# [Objective A]
In the rows, rewrite the stretch from the line containing "# Mark the region of the kitten's striped" through the line containing "M151 66L151 65L146" with every "puppy's nose" changed to "puppy's muzzle" and nothing else altered.

# [Document]

--- begin ---

On the morning of March 15, 1984, Hammond once again attempted to contact the vessel's crew. Finally sighting a crewman, Hammond indicated that he wished to make radio contact. Finding the answers to his boarding questions suspicious,2 Hammond asked the captain of the LICHFIELD I for consent to board the vessel. The request was denied. At about noon the same day, the ACTIVE was informed that pursuant to a diplomatic request, the government of Panama had authorized the Coast Guard to board and search the vessel.

--- end ---

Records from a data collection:
--- begin ---

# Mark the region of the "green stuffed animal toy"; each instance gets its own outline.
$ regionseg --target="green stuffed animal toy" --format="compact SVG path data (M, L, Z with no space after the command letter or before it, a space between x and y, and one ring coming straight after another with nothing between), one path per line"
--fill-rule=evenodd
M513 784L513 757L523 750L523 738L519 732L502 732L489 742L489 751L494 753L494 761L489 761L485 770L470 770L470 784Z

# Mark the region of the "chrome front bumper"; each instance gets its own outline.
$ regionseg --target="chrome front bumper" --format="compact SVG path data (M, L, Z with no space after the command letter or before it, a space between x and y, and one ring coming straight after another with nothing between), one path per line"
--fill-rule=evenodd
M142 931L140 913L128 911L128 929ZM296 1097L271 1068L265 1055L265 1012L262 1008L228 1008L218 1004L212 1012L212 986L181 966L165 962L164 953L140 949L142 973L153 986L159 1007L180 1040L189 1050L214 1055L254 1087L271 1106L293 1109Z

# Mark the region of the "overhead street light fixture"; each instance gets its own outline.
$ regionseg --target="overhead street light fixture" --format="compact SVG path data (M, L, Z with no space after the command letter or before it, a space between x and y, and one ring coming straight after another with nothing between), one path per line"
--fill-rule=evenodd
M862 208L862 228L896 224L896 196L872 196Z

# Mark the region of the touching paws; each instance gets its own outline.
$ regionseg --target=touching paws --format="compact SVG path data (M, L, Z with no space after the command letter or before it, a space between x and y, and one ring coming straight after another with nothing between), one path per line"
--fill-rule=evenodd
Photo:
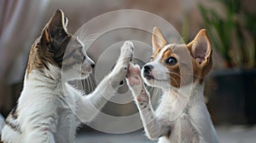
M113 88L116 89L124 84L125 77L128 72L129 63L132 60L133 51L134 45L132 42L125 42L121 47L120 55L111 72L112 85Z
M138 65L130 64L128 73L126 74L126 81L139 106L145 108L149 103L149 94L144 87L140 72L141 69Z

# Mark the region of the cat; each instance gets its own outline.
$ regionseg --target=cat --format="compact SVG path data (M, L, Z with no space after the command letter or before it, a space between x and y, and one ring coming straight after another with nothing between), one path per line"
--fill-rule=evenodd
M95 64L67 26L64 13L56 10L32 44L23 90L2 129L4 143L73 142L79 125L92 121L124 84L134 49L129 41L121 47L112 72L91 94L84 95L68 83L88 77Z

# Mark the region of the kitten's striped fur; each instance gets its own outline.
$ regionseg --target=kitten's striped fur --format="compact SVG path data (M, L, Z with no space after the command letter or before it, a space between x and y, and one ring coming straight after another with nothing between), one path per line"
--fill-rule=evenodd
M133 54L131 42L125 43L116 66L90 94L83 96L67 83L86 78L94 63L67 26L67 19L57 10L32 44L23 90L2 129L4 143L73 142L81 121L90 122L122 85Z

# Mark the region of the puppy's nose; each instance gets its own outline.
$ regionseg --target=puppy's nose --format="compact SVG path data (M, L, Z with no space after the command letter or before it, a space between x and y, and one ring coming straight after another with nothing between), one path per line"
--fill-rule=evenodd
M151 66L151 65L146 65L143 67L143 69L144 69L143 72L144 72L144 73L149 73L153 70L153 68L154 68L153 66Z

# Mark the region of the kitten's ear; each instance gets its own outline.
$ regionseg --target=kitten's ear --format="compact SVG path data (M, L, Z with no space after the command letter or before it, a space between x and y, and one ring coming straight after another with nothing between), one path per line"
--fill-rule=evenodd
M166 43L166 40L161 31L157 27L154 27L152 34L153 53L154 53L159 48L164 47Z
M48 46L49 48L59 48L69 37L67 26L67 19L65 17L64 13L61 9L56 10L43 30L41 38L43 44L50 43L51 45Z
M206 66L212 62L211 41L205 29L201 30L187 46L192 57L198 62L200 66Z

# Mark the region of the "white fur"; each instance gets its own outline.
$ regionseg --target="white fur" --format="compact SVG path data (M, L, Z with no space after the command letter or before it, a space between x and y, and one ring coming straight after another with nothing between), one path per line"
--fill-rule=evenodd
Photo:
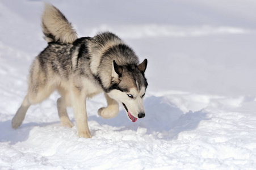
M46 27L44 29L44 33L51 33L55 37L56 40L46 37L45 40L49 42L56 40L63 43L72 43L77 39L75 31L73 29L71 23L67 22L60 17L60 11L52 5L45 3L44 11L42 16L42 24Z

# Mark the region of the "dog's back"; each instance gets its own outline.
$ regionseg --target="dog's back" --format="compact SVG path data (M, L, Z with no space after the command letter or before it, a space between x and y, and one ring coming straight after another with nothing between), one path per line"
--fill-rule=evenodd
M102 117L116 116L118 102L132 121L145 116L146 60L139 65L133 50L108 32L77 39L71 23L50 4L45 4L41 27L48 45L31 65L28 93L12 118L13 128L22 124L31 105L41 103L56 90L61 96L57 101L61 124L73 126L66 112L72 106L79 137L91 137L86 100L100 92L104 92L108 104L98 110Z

--- end ---
--- begin ---

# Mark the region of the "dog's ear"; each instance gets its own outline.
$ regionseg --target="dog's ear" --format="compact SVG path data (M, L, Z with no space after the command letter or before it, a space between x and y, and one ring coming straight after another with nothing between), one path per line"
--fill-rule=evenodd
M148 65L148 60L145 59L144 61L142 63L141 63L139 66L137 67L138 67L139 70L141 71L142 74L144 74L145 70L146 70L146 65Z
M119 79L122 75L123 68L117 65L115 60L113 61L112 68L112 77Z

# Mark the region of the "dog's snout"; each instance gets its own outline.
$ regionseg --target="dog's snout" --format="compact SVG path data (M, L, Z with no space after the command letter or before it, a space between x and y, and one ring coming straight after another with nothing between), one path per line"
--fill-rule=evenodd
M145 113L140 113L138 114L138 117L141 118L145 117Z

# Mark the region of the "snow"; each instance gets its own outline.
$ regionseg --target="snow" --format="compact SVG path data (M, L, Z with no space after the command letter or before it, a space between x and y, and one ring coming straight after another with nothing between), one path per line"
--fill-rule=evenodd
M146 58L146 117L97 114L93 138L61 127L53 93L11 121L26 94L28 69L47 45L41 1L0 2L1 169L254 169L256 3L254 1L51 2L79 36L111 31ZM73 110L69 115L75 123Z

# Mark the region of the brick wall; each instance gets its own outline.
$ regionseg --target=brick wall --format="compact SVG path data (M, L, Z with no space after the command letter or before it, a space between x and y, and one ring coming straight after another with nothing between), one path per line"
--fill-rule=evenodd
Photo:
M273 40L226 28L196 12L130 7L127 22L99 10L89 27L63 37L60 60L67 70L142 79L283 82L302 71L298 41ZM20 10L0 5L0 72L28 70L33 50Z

--- end ---

# [Objective B]
Quote the stretch of the vessel-boarding passage from "On the morning" through "search the vessel." word for word.

# [Worked answer A]
# Mark the region of the kitten's striped fur; each instance gets its own outline.
$ regionseg --target=kitten's striped fur --format="compact SVG path data (M, L, Z with no space after the command letter or before it, a space between x and y, and one ring coming straight after another with nothing between), one path per line"
--fill-rule=evenodd
M133 54L131 42L125 43L116 66L90 94L83 96L67 83L86 78L94 63L67 26L67 19L57 10L32 44L23 90L2 129L4 143L73 142L81 121L90 122L122 85Z

# Mark the region of the puppy's muzzle; each instance gets its own outline.
$ regionseg --target=puppy's muzzle --format="compact SVG path data (M, L, Z with no space after the command letter or before it, a space between x and y, and one ring coming straight after another with nothing between), one path per line"
--fill-rule=evenodd
M151 66L151 65L146 65L143 67L143 69L144 69L143 72L144 72L144 73L149 73L153 70L153 68L154 68L153 66Z

# [Worked answer B]
On the morning of March 15, 1984, Hammond once again attempted to contact the vessel's crew. Finally sighting a crewman, Hammond indicated that he wished to make radio contact. Finding the answers to his boarding questions suspicious,2 Hammond asked the captain of the LICHFIELD I for consent to board the vessel. The request was denied. At about noon the same day, the ACTIVE was informed that pursuant to a diplomatic request, the government of Panama had authorized the Coast Guard to board and search the vessel.